| SET EXERCISE |
Pictures aside, write out every record exactly as it appears.

| INFORMATION PROVIDED |
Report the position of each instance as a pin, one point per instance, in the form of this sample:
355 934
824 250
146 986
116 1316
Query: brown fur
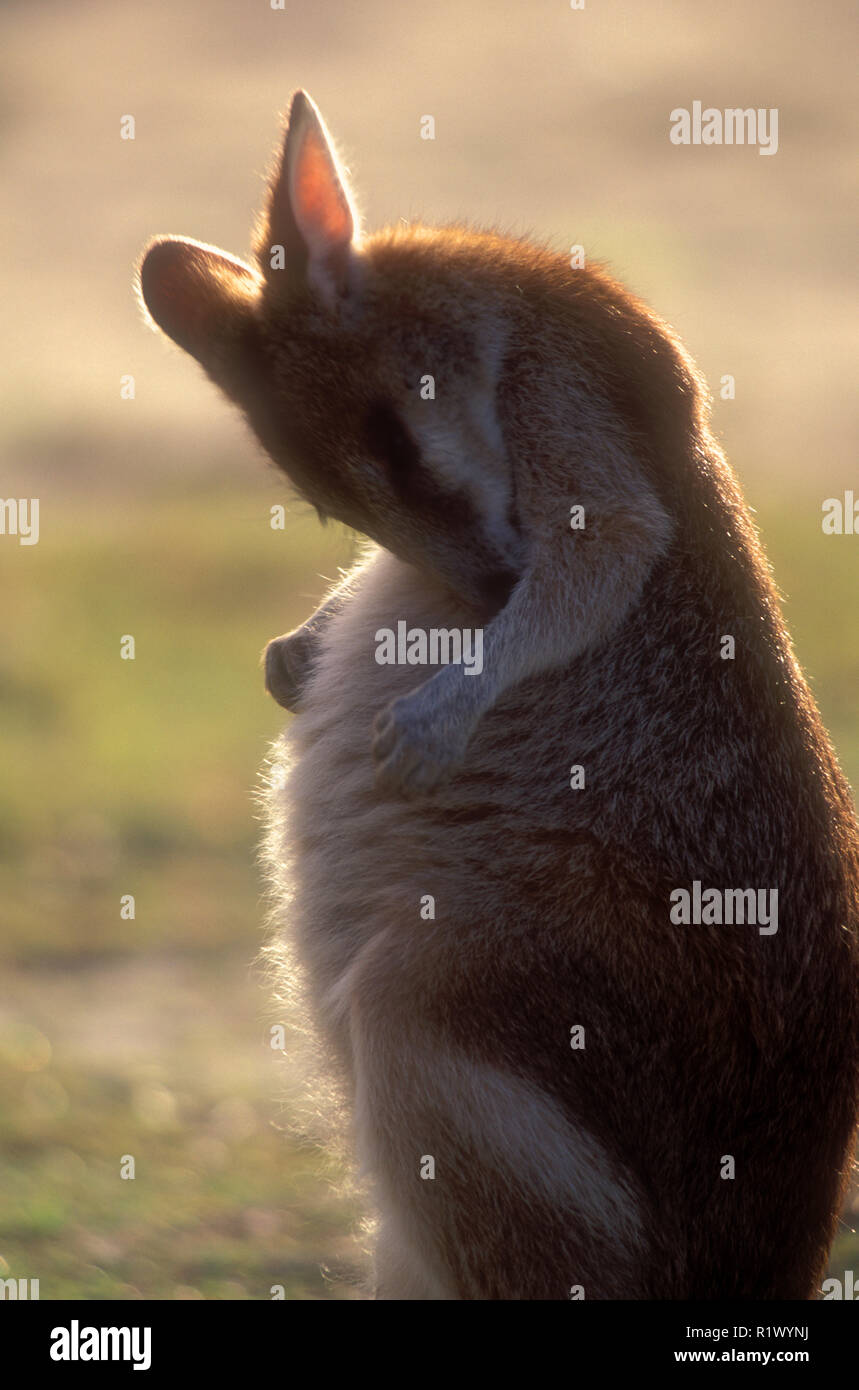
553 387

| ANSWER BELOW |
Report the position of each instance as a pin, one point per instance, in the form of this sample:
355 934
824 250
146 986
116 1316
Query: brown fur
553 387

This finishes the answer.